Q: What is Andersen v. Stability AI about? A: A group of artists, including Sarah Andersen, sued AI companies (including Stability AI and Midjourney) alleging that the companies copied billions of copyrighted images without permission to train their generative models, and that the resulting models and outputs infringe the artists' copyrights.

Q: What did the court decide in August? A: Judge William Orrick denied the defendants' motion to dismiss the core copyright infringement claims, allowing those claims to proceed to discovery. Some other claims (e.g., unjust enrichment, breach of contract) were dismissed.

Q: Can an AI-generated work be copyrighted in the U.S.? A: Under current law, no — at least not without sufficient human authorship. The Supreme Court's March 2026 action in the Thaler matter reinforced the position that copyright protection requires a human author.

Q: What are the "Model Theory" and the "Distribution Theory"? A: They are two legal theories advanced by the artists. The Model Theory holds that the AI model itself is an infringing copy of the training works. The Distribution Theory holds that distributing the model is tantamount to distributing those underlying copyrighted works.

# Extracted entries:
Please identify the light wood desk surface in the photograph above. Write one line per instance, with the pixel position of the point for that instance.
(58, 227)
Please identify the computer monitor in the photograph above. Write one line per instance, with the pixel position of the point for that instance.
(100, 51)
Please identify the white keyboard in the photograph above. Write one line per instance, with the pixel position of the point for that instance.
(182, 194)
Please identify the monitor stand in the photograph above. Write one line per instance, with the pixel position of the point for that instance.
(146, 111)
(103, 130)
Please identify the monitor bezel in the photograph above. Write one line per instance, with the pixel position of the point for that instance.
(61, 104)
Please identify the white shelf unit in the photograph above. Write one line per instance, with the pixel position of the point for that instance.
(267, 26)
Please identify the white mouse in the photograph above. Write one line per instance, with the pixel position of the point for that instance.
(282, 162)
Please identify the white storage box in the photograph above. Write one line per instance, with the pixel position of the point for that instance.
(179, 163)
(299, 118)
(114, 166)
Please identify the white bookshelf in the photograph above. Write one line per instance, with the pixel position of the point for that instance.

# Task to complete:
Extract the full Andersen v. Stability AI Q&A from above, reproducing every line word for word.

# Finished answer:
Q: What is Andersen v. Stability AI about? A: A group of artists, including Sarah Andersen, sued AI companies (including Stability AI and Midjourney) alleging that the companies copied billions of copyrighted images without permission to train their generative models, and that the resulting models and outputs infringe the artists' copyrights.

Q: What did the court decide in August? A: Judge William Orrick denied the defendants' motion to dismiss the core copyright infringement claims, allowing those claims to proceed to discovery. Some other claims (e.g., unjust enrichment, breach of contract) were dismissed.

Q: Can an AI-generated work be copyrighted in the U.S.? A: Under current law, no — at least not without sufficient human authorship. The Supreme Court's March 2026 action in the Thaler matter reinforced the position that copyright protection requires a human author.

Q: What are the "Model Theory" and the "Distribution Theory"? A: They are two legal theories advanced by the artists. The Model Theory holds that the AI model itself is an infringing copy of the training works. The Distribution Theory holds that distributing the model is tantamount to distributing those underlying copyrighted works.